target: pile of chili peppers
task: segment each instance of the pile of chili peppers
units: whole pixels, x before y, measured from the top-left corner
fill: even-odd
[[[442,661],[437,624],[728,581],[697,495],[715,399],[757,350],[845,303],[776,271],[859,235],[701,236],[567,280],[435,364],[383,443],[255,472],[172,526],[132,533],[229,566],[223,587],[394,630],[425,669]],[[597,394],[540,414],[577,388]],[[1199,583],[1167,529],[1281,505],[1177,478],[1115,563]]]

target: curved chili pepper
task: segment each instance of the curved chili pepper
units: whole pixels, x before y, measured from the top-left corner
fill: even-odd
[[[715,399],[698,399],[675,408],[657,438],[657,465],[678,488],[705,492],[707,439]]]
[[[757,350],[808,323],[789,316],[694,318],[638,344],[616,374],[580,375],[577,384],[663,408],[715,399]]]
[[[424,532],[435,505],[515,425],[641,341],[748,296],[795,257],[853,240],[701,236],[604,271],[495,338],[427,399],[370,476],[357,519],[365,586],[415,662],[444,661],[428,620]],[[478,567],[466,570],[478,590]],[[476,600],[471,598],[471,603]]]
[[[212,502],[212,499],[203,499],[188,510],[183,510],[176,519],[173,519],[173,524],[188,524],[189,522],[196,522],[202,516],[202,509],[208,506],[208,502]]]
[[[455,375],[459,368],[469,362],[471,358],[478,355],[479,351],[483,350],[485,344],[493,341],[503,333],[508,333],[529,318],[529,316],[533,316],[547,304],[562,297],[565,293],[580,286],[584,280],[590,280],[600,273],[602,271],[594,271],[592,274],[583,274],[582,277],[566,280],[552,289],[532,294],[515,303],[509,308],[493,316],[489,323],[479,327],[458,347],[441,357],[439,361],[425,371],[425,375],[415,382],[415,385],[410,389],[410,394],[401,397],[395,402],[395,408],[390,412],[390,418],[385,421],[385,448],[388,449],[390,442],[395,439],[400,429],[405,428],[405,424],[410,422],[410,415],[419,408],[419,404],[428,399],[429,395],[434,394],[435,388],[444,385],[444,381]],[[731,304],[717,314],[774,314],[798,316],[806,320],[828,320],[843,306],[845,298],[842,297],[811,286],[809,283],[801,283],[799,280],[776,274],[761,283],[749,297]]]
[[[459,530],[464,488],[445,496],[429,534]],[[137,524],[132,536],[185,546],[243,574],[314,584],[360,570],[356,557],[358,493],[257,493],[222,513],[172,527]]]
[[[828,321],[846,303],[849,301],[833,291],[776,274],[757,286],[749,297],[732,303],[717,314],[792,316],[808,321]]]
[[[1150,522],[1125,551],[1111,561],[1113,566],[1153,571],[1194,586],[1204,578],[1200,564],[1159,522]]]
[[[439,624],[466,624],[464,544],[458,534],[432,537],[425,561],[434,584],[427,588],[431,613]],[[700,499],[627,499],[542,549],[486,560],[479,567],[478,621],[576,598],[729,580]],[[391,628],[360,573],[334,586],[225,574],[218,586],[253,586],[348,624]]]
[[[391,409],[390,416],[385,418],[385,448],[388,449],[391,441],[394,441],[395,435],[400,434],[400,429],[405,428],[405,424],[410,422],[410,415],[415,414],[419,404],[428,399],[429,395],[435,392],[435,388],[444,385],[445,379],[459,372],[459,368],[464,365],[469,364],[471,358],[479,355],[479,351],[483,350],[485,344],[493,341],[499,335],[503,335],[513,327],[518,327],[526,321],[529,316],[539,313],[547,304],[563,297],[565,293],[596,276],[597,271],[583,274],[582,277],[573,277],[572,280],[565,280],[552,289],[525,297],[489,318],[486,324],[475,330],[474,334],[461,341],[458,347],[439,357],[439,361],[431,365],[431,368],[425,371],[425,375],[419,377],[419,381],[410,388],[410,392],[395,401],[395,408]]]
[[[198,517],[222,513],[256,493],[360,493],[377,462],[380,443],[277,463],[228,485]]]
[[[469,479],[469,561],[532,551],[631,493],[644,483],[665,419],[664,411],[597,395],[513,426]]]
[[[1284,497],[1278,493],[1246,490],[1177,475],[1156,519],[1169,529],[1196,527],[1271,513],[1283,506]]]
* * *
**REQUEST**
Collect every line of the data above that contains the word "instance" and copy each one in full.

**EXERCISE RESULT**
task: segment each instance of the pile of chili peppers
task: segment each instance of the curved chili pepper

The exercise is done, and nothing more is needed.